All the same, it is possible that the next government, which is due to take over in January 2003, may be more interventionist than the outgoing administration of President Fernando Henrique Cardoso. Even so, it is scarcely credible that Brazil would ever move back to the protectionist, statist policies that were in force for most of post-World War II period.
Most companies have made the transition to a truly free-market economy as best they could. For instance, Andrade Gutierrez, a construction company that grew fat on public sector contracts, has reinvented itself as a provider of privatized public services. As recently as 1994, the government provided 90% of Andrade Gutierrez’s revenues. Since then, state contracts have fallen to 30% of revenues and the company has diversified into telecoms and privatization concessions. It is the largest Brazilian private-sector shareholder in Telemar, the country’s second-largest telephone company.
Some Struggling
Others are struggling. Many family-owned companies, bitterly divided by succession disputes, suffering from capital depletion or poor management have a difficult future ahead. They will be bought out by stronger local or international groups or will go bust. The finance director of a company struggling with over $1 billion in debt and an 85% debt ratio says, “The problem of this company is that it cannot generate the resources it needs to finance growth. Our level of indebtedness is limited. We need to sell assets to partners and reduce costs across the group, to get a better valuation so we can engage in an IPO process in one to two years’ time.”

Image location labeling entries:
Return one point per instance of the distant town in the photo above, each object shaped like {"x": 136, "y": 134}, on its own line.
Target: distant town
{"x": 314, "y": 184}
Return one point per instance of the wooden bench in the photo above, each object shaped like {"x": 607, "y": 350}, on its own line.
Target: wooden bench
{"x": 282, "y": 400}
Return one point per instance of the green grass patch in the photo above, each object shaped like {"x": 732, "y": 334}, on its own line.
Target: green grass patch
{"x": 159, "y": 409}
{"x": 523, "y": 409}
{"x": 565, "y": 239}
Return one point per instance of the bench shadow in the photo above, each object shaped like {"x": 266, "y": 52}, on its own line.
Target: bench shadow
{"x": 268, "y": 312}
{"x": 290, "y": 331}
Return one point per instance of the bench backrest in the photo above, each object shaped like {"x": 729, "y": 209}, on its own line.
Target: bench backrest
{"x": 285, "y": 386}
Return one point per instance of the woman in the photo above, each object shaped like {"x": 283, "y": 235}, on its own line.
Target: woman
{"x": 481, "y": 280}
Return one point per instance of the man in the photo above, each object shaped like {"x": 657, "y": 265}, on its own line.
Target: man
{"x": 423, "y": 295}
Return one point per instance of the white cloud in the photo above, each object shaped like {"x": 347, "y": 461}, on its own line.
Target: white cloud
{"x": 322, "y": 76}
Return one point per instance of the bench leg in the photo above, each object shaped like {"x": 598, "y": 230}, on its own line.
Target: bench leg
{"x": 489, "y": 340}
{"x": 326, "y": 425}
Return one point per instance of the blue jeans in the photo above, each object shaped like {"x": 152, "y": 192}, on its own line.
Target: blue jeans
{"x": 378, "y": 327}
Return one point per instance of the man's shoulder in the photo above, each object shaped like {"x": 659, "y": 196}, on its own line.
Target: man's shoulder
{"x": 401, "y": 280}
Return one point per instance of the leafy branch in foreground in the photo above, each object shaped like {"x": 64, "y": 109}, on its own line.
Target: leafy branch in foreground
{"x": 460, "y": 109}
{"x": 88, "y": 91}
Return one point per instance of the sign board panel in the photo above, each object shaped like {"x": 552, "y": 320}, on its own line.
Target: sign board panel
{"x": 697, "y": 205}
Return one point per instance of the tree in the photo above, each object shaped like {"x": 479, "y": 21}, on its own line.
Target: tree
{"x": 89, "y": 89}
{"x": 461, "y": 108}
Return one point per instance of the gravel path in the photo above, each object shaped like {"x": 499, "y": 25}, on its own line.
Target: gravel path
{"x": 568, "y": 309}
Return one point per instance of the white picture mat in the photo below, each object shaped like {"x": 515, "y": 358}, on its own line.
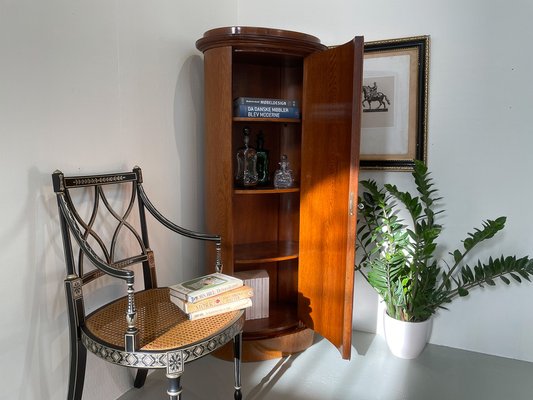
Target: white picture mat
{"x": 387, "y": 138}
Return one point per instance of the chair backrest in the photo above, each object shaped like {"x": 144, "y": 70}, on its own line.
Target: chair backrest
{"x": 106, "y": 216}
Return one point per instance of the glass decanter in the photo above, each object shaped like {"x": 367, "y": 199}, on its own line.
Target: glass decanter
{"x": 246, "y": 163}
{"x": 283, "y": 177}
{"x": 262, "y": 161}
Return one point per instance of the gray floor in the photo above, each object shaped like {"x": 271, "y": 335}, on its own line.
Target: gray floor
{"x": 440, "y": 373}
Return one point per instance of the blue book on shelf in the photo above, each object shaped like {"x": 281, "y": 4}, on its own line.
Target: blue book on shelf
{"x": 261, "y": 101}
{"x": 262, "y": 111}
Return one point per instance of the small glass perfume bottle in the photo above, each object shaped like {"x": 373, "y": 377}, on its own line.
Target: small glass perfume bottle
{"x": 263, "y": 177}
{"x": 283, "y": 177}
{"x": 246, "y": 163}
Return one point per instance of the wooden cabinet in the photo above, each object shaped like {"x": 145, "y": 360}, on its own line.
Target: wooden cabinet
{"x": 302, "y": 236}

==

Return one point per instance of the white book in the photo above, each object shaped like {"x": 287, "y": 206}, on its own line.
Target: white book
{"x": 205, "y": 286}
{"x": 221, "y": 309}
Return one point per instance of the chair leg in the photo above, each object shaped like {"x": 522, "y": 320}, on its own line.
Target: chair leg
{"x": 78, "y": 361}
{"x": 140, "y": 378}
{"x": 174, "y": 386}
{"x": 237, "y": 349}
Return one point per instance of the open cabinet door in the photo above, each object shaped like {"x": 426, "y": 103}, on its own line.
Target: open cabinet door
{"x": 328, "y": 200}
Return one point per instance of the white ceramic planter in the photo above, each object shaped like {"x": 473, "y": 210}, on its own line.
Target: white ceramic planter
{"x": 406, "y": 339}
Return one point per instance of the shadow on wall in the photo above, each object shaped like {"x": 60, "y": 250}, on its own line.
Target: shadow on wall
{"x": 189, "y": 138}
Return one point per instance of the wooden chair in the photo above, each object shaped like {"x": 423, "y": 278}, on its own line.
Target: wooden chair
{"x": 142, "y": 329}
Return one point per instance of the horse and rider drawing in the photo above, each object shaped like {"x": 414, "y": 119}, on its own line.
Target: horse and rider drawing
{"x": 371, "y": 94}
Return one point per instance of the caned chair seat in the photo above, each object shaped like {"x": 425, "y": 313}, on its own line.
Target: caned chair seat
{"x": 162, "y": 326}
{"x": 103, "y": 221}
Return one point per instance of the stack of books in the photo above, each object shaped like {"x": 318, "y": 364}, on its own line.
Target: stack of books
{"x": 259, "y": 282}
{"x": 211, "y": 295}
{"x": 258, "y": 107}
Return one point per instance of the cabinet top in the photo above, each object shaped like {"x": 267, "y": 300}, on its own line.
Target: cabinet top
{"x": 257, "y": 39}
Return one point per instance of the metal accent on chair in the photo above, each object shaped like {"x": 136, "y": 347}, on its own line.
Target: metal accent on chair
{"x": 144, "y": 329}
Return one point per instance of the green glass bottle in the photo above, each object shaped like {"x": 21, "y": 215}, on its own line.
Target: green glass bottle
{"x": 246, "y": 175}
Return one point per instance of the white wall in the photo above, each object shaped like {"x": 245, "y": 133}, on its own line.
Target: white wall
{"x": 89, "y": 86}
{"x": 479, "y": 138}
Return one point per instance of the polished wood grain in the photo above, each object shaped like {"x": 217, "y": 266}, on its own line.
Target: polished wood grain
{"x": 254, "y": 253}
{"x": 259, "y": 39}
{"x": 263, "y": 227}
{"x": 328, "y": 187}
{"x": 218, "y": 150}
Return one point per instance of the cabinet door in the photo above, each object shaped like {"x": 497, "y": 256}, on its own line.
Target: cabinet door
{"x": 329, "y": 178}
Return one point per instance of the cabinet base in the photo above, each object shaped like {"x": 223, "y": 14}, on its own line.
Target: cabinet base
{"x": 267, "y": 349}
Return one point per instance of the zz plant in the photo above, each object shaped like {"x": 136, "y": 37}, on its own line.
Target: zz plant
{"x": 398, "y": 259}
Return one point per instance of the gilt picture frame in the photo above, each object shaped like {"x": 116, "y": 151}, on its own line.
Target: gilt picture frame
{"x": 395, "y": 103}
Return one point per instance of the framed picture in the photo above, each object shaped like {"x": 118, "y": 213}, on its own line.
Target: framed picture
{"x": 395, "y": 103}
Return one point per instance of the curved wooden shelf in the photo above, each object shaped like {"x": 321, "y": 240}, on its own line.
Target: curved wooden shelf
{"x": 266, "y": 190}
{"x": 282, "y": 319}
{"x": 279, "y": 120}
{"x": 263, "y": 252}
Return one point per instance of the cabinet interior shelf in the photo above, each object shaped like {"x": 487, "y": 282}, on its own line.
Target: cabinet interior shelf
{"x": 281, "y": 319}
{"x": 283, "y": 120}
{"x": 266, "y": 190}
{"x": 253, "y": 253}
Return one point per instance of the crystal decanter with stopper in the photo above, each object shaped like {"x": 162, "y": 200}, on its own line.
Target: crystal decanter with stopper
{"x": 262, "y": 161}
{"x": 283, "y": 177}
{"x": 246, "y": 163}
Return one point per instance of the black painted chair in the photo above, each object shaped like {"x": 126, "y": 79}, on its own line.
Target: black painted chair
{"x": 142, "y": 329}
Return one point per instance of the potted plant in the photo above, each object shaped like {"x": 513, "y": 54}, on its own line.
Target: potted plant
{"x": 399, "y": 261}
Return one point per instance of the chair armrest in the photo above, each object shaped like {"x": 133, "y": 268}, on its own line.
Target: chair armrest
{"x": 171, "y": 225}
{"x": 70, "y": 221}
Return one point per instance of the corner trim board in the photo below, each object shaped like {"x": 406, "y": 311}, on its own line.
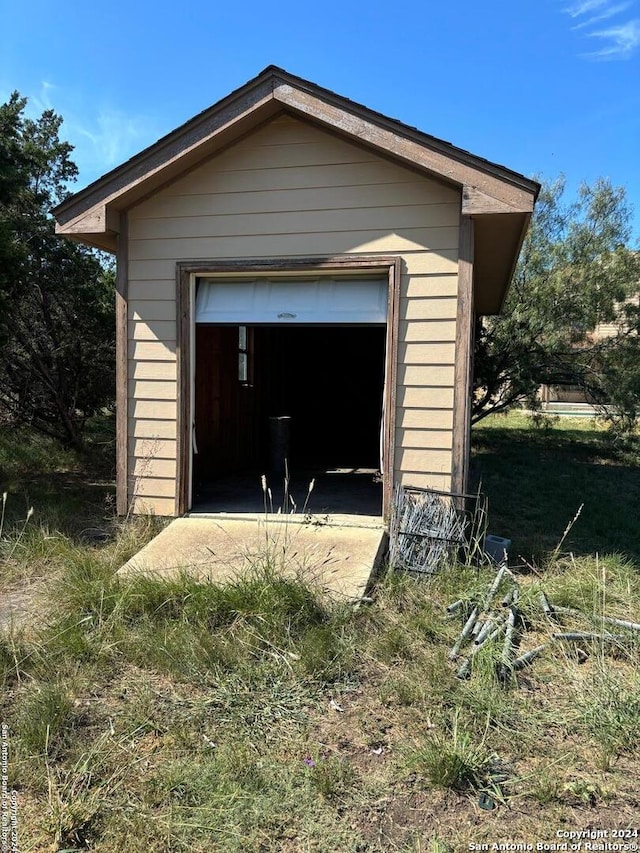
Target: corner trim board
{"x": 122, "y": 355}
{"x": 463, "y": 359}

- Challenges:
[1] In the passage on Brazilian companies, what share of Andrade Gutierrez's revenues came from the government in 1994?
[2] Rewrite the passage on Brazilian companies between "All the same, it" and "War II period.", inclusive, changing "administration" to "leadership".
The listing above is separate from the passage on Brazilian companies.

- Responses to the exercise:
[1] 90%

[2]
All the same, it is possible that the next government, which is due to take over in January 2003, may be more interventionist than the outgoing leadership of President Fernando Henrique Cardoso. Even so, it is scarcely credible that Brazil would ever move back to the protectionist, statist policies that were in force for most of post-World War II period.